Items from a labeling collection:
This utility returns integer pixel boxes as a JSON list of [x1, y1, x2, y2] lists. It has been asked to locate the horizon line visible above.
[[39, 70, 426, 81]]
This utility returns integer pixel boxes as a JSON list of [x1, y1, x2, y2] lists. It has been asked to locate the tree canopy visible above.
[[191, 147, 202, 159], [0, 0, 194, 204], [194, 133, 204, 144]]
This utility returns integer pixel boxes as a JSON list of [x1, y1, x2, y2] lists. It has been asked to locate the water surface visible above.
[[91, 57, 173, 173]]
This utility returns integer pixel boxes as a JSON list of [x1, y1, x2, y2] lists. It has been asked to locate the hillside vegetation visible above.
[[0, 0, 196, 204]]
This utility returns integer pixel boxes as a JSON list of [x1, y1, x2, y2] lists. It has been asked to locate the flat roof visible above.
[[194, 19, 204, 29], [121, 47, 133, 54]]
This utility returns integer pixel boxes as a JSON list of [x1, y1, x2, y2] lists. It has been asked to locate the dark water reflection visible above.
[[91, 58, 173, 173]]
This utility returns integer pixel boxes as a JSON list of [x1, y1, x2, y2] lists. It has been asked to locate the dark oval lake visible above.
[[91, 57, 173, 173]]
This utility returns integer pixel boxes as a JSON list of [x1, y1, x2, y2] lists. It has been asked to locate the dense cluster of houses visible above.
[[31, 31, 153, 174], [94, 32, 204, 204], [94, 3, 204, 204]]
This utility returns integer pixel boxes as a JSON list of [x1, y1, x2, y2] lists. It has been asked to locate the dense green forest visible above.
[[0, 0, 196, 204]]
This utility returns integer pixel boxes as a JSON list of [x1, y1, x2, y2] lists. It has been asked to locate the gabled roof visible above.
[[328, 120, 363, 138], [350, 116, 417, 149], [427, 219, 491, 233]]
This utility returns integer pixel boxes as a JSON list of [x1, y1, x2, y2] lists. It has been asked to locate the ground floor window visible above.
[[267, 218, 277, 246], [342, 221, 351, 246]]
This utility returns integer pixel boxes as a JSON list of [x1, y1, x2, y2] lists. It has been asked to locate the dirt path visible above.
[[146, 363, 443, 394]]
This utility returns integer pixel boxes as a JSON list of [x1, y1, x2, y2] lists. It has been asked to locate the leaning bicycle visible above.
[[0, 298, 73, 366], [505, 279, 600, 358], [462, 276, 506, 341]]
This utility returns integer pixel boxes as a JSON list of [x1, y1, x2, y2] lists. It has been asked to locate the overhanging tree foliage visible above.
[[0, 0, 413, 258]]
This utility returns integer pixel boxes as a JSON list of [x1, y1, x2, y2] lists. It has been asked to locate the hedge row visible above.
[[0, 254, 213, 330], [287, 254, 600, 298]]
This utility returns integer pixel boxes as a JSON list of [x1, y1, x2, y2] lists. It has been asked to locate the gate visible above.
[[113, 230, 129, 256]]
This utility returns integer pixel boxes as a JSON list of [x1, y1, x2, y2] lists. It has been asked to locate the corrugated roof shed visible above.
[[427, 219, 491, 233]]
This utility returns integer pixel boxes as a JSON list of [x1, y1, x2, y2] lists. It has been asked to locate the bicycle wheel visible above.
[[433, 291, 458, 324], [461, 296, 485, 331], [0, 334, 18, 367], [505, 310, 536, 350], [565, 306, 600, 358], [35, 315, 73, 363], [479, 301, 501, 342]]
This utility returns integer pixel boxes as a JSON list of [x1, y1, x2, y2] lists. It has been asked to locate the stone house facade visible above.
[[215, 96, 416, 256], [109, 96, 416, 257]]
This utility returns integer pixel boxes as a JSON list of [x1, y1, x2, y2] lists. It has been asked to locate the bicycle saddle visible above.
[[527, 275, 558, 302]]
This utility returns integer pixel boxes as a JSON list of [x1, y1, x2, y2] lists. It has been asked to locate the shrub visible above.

▶ TO BE DONE
Please retype all of the records above word for word, keeping every line unchanged.

▶ ANSWER IN FULL
This utility returns integer pixel boxes as a JSON list of [x1, y1, x2, y2] lists. It has been asked to locate the horizon line visible above.
[[39, 70, 426, 81]]
This utility returns integer pixel boxes as a JSON list of [x1, y1, x2, y2] lists. It has been asked to locate the tree canopy visible above.
[[191, 147, 202, 159], [0, 0, 194, 204], [194, 133, 204, 144]]
This utility returns integer pixel boxes as a JSON list of [x1, y1, x2, y2] lists. It has been asked to locate the water surface visible above.
[[91, 57, 173, 173]]
This utility returns integer pixel boxes as a JSON list of [x1, y1, x2, y2] lists. It has been asked to locate the hillside vegetation visible above.
[[0, 0, 196, 204]]
This utility returns integer pixel boxes as a JSON list of [x1, y1, x2, y2] lists. It has been asked to locate the flat roof visible above.
[[194, 19, 204, 29], [121, 47, 133, 54]]
This utility returns integer pixel boxes as a JSON list of [x1, y1, x2, y2] lists. It has been asked to locate the dark water reflection visible above.
[[91, 58, 173, 173]]
This utility returns integer pixel boxes as a JSON list of [x1, y1, x2, y2] lists. It has been asked to locate the dark oval lake visible above.
[[91, 57, 173, 173]]
This utility returns integer pixel boxes as a JSON list of [x1, y1, x2, y2] lists. It has been asked to locate the dense cluster of houses visible above.
[[31, 31, 153, 174], [94, 32, 204, 204], [94, 3, 204, 204]]
This utility returns integer pixel boxes as a JSON list of [x1, y1, x2, y2] lists. It has been asked to locate the dense green forest visible above.
[[0, 0, 196, 204]]
This utility returns integer pixel boxes as a JSON list of [x1, y1, x2, y2] lists. It has been asked to locate the gabled roof visible above.
[[328, 120, 363, 138], [350, 116, 417, 149], [427, 219, 491, 233]]
This utility returns integer pixel boxes as a JSON list of [x1, y1, x2, y2] lists. It has been asked to locate the ground floor window visible above.
[[267, 218, 277, 246], [342, 221, 351, 246]]
This utility returns integer pixel boxes as a JSON list of [x1, y1, x2, y2] lists. It has been asked to locate the dirt path visible above.
[[146, 363, 443, 394]]
This utility returns integer pixel boxes as a JSON list of [x1, y1, x2, y2] lists. It has been asked to locate the leaning bicycle visible above.
[[0, 298, 73, 366], [505, 279, 600, 358], [462, 276, 506, 341]]
This utility returns integer pixel boxes as a JSON list of [x1, y1, x2, y2] lists. It has been asked to locate the overhanging tree foliage visible above.
[[0, 0, 413, 258]]
This utility returns integer pixel boxes as a JSON list of [x1, y1, x2, y2] lists. It has been asked to locate the hedge row visible above.
[[0, 254, 213, 330], [287, 254, 600, 298]]
This utility returns integer pixel boxes as a JSON list of [x1, y1, x2, y2] lists. It has been asked to locate the gate visible above.
[[113, 230, 129, 256]]
This utility returns integer pixel boxes as a JSON list of [x1, y1, x2, y2] lists. It has been asked to locate the corrugated roof shed visible above.
[[427, 219, 491, 233]]
This utility returns integer pixel boxes as a JSON list of [x1, y1, x2, y2] lists. It has been asked to locate the bicycle wheel visible above.
[[433, 291, 458, 324], [461, 296, 485, 331], [0, 334, 18, 367], [505, 310, 536, 350], [565, 306, 600, 358], [35, 315, 73, 363], [479, 301, 501, 342]]
This utility returns integer pixel boxes as a JSON list of [x1, y1, x2, y2] lists. It has been asked to locate the stone house facade visible above.
[[215, 96, 416, 256], [109, 96, 416, 257]]
This utility returns integer pixel boxes as a JSON list of [x1, y1, x2, y2] lists. It has been asked to locate the bicycle saddle visible above.
[[527, 275, 558, 302]]
This utility returns integer pixel boxes as a JSON list of [x1, y1, x2, y2] lists. It has been asked to locate the shrub visible above.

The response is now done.